What the exercise asks: An exact copy of all the entries below is what this task needs.
──────── Study material
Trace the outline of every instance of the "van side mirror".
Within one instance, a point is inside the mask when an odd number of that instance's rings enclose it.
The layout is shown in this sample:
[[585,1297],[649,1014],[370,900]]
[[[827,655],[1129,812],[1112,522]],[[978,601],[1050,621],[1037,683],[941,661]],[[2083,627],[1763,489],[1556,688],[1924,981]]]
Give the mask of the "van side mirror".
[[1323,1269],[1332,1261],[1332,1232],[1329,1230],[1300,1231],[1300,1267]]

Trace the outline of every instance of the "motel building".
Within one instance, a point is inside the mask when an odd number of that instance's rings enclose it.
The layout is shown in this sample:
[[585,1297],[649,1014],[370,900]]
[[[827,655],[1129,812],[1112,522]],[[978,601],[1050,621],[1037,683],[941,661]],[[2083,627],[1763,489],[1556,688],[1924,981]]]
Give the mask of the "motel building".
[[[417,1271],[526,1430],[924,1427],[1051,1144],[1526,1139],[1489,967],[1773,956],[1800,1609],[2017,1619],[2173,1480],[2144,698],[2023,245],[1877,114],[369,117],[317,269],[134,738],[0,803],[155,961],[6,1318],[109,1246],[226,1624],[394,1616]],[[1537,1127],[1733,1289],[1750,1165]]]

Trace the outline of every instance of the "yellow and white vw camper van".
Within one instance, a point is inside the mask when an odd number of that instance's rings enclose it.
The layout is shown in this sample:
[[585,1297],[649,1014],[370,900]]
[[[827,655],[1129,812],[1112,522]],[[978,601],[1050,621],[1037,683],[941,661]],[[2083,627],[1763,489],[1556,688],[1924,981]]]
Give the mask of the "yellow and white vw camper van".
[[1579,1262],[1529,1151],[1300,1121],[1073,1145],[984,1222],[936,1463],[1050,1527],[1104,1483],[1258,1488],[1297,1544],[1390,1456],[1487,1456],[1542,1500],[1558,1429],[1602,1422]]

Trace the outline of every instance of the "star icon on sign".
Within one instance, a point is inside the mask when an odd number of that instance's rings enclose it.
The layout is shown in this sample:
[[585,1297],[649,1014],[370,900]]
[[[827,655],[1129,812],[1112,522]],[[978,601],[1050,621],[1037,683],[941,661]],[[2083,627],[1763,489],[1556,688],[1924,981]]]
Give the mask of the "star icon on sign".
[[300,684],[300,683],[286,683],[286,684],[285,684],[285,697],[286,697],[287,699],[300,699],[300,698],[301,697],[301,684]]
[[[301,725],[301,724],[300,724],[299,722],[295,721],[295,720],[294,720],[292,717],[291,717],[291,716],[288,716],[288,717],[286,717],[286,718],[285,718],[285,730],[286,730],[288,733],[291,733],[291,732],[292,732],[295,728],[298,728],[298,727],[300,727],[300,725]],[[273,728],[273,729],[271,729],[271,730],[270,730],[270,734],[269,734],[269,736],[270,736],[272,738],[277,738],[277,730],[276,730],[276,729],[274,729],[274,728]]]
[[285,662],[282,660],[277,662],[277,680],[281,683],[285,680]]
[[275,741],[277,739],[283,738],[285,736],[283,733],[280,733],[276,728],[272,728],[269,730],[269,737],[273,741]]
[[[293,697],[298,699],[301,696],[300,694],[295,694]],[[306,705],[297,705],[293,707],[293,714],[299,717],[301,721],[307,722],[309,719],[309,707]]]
────────────────
Exercise output:
Trace the outline of every instance of the "van side mirror".
Within one instance, a point is inside the mask when an odd number of that instance's rings enclose it.
The layout is shown in this sample:
[[585,1297],[649,1014],[370,900]]
[[[827,655],[1129,812],[1112,522]],[[978,601],[1050,621],[1037,683],[941,661]],[[2083,627],[1763,489],[1556,688],[1924,981]]]
Give the mask of the "van side mirror".
[[1323,1269],[1332,1261],[1332,1232],[1329,1230],[1300,1231],[1300,1267]]

Trace the outline of every instance of the "motel building".
Within one instance, a point is inside the mask when an odd number of that instance's rings enclose it.
The layout is shown in this sample:
[[585,1297],[649,1014],[370,900]]
[[[827,655],[1129,812],[1112,522]],[[978,601],[1050,621],[1037,683],[941,661]],[[2083,627],[1763,489],[1556,688],[1924,981]]]
Give the mask of the "motel building".
[[[417,1271],[526,1430],[924,1427],[1051,1144],[1526,1139],[1489,967],[1773,956],[1800,1609],[2017,1619],[2173,1480],[2144,698],[2023,245],[1877,114],[369,117],[317,269],[134,738],[0,803],[155,961],[6,1318],[109,1246],[226,1624],[394,1616]],[[1537,1127],[1733,1289],[1750,1165]]]

Trace the outline of every instance of the "yellow and white vw camper van".
Within one instance, a point is inside the mask when an odd number of that instance's rings enclose it.
The layout is shown in this sample:
[[585,1297],[649,1014],[370,900]]
[[[827,655],[1129,812],[1112,522]],[[978,601],[1050,621],[1037,683],[941,661]],[[2083,627],[1763,489],[1556,688],[1924,981]]]
Give the mask of the "yellow and white vw camper van".
[[1579,1262],[1529,1151],[1300,1121],[1073,1145],[984,1222],[936,1463],[1050,1527],[1104,1483],[1258,1488],[1297,1544],[1390,1456],[1487,1456],[1542,1500],[1558,1429],[1602,1422]]

Trace the outline of every instance of the "star icon on sign".
Within one instance, a point is inside the mask when an odd number of that instance's rings enclose it.
The layout is shown in this sample:
[[585,1297],[649,1014],[370,900]]
[[[827,655],[1129,812],[1112,522]],[[978,601],[1050,621],[1037,683],[941,661]],[[2083,627],[1763,489],[1556,688],[1924,981]]]
Give the mask of the "star icon on sign".
[[300,684],[300,683],[286,683],[286,684],[285,684],[285,697],[286,697],[287,699],[300,699],[300,698],[301,697],[301,684]]
[[[301,725],[301,724],[300,724],[299,722],[295,721],[295,720],[294,720],[292,717],[291,717],[291,716],[288,716],[288,717],[286,717],[286,718],[285,718],[285,730],[286,730],[288,733],[291,733],[291,732],[292,732],[295,728],[298,728],[298,727],[300,727],[300,725]],[[273,728],[273,729],[271,729],[271,730],[270,730],[270,734],[269,734],[269,736],[270,736],[272,738],[277,738],[277,730],[276,730],[276,729],[274,729],[274,728]]]
[[285,662],[282,660],[277,662],[277,680],[281,683],[285,680]]
[[275,741],[277,739],[283,738],[285,736],[283,733],[280,733],[276,728],[272,728],[269,730],[269,737],[273,741]]
[[[293,697],[298,699],[301,696],[300,694],[295,694]],[[306,705],[297,705],[293,707],[293,714],[299,717],[301,721],[307,722],[309,719],[309,707]]]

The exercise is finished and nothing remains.